Natural-language object grounding data
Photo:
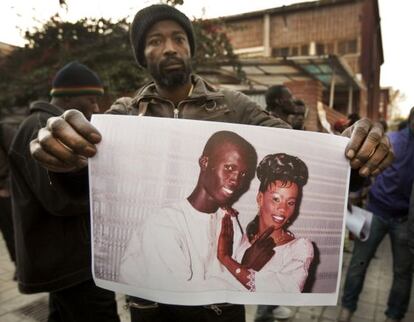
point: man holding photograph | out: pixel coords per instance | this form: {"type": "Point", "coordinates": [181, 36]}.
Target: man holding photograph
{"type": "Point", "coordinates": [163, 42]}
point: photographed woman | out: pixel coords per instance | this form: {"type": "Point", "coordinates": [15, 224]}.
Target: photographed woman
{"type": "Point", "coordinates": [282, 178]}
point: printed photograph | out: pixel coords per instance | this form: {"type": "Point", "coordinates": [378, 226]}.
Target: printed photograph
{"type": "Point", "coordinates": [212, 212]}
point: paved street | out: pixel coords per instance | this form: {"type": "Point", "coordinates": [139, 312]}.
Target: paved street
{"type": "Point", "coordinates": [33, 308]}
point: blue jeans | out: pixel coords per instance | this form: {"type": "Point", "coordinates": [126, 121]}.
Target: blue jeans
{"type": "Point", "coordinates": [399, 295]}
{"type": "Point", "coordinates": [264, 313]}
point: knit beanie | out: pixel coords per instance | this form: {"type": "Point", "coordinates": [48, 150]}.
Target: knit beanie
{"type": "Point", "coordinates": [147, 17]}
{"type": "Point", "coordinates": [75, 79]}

--

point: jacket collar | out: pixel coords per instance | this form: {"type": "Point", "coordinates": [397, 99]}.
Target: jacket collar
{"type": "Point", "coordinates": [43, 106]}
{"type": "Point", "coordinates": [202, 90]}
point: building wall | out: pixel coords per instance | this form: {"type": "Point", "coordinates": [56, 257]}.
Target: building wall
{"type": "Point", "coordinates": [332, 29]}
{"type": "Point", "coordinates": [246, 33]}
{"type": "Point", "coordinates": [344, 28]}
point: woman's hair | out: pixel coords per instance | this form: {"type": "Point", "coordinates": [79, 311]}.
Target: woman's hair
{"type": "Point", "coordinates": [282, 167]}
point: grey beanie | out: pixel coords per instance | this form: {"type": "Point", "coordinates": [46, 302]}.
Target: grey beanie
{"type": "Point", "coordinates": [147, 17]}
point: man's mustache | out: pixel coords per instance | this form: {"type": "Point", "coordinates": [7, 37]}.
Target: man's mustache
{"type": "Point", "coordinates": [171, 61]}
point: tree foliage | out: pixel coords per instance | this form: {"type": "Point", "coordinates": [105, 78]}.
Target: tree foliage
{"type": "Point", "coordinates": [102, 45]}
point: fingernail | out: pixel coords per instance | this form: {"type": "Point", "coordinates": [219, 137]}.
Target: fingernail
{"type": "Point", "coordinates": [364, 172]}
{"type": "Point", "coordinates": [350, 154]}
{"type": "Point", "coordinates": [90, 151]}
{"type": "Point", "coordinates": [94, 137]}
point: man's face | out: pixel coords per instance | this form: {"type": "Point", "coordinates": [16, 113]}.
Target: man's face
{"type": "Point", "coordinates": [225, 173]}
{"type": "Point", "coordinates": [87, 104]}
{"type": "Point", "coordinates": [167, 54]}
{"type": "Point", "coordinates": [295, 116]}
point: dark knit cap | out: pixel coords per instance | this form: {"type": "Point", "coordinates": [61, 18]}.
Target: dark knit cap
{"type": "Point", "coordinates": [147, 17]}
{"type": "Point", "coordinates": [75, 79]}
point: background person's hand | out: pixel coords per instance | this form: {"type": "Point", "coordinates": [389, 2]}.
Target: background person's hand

TASK GOAL: Your answer should consist of the lines from the line with "point: grey beanie" to the line with "Target: background person's hand" above, repeated exactly, both ends included.

RESPONSE:
point: grey beanie | out: pixel coords per instance | this form: {"type": "Point", "coordinates": [46, 302]}.
Target: grey beanie
{"type": "Point", "coordinates": [147, 17]}
point: man's mustache | out: pixel coords per instance | this form: {"type": "Point", "coordinates": [7, 37]}.
Target: man's mustache
{"type": "Point", "coordinates": [171, 61]}
point: tree foliage | out: pixel coords per instance | this form: {"type": "Point", "coordinates": [105, 78]}.
Target: tree foliage
{"type": "Point", "coordinates": [102, 45]}
point: fingernail | out: pixel coords per instance | this form: {"type": "Point", "coordinates": [219, 137]}.
Target: fingernail
{"type": "Point", "coordinates": [364, 172]}
{"type": "Point", "coordinates": [350, 154]}
{"type": "Point", "coordinates": [90, 151]}
{"type": "Point", "coordinates": [94, 137]}
point: man's face | out: pixel coords per instance | this form: {"type": "Point", "coordinates": [16, 113]}.
Target: man's face
{"type": "Point", "coordinates": [225, 173]}
{"type": "Point", "coordinates": [87, 104]}
{"type": "Point", "coordinates": [167, 54]}
{"type": "Point", "coordinates": [295, 116]}
point: dark knit cap | out: pixel coords per instance | this form: {"type": "Point", "coordinates": [61, 18]}.
Target: dark knit cap
{"type": "Point", "coordinates": [147, 17]}
{"type": "Point", "coordinates": [75, 79]}
point: background person's hand | out: pixel coords per instance | this form: {"type": "Point", "coordinates": [389, 2]}.
Target: background person's hand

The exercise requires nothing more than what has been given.